» Task to carry out
Reproduce verbatim the rows between the line containing "job: give the outline of every instance of the patch" and the line containing "target: patch of bare soil", inclusive of both, and nothing else.

Records:
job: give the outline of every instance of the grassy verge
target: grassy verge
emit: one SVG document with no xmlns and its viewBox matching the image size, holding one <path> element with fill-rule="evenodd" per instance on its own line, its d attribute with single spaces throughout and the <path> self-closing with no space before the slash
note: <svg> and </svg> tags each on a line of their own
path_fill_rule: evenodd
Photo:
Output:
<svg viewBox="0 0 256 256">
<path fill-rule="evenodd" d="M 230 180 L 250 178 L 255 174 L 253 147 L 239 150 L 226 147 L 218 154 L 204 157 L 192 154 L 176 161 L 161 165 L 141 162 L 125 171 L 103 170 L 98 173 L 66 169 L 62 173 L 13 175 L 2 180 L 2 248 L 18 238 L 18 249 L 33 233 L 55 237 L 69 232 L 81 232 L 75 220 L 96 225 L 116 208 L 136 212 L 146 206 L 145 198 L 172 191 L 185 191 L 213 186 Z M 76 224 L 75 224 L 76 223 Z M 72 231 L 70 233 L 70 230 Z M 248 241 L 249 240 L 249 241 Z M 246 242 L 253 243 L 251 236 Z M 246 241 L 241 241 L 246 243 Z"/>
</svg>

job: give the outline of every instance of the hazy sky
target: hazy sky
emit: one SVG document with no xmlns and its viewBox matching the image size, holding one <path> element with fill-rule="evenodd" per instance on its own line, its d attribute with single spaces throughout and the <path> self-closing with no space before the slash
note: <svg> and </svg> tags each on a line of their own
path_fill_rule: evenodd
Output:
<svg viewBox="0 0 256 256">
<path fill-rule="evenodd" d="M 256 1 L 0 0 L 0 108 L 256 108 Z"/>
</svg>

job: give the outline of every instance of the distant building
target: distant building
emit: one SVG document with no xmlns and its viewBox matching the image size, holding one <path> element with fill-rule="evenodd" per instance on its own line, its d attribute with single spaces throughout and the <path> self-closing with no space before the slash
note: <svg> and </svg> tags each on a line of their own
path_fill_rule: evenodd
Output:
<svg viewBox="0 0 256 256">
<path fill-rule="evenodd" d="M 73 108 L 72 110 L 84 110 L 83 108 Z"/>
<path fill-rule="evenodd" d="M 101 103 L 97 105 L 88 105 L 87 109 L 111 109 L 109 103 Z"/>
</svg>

--

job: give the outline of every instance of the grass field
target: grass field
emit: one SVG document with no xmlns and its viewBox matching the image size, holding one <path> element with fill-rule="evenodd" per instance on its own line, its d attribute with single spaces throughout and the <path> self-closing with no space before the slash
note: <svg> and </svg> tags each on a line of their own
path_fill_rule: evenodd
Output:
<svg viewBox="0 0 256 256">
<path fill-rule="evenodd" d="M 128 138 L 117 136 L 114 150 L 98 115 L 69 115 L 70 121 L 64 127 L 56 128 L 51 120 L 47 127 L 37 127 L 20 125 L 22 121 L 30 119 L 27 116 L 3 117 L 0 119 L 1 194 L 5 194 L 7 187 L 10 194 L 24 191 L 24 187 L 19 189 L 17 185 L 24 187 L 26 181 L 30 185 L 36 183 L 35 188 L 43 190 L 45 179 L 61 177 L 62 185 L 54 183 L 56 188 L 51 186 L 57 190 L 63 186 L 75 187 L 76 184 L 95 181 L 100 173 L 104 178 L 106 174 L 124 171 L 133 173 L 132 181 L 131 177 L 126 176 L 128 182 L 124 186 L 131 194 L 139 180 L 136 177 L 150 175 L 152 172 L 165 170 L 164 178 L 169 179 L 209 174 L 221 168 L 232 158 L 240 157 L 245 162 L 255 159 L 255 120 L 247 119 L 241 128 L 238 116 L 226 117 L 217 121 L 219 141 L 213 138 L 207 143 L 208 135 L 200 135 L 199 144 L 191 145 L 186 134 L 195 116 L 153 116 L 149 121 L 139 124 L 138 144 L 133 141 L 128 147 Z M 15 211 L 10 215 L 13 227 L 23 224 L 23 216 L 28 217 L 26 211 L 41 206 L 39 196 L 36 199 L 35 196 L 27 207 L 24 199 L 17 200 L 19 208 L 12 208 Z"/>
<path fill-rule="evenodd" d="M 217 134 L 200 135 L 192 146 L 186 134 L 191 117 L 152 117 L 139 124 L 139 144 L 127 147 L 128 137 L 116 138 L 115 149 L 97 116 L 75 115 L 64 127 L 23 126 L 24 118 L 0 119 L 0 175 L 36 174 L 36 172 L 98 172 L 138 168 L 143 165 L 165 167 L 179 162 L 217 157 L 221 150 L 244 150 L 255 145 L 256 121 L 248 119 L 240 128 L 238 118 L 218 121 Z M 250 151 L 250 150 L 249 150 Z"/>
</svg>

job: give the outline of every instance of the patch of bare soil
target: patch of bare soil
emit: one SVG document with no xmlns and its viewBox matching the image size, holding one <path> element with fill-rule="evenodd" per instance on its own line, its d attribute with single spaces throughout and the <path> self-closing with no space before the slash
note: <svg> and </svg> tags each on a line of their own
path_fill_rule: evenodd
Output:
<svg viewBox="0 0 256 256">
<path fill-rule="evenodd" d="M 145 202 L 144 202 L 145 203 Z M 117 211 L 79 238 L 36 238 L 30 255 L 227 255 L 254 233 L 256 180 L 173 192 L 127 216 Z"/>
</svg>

--

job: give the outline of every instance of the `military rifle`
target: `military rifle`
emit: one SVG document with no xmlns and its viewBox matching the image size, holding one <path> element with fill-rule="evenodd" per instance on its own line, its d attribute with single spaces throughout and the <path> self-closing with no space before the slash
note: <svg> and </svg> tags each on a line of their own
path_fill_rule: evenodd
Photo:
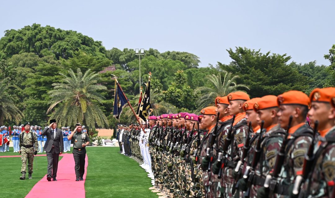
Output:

» Answer for this exercise
job: give the outline of every instance of the patch of bare soil
target: patch of bare soil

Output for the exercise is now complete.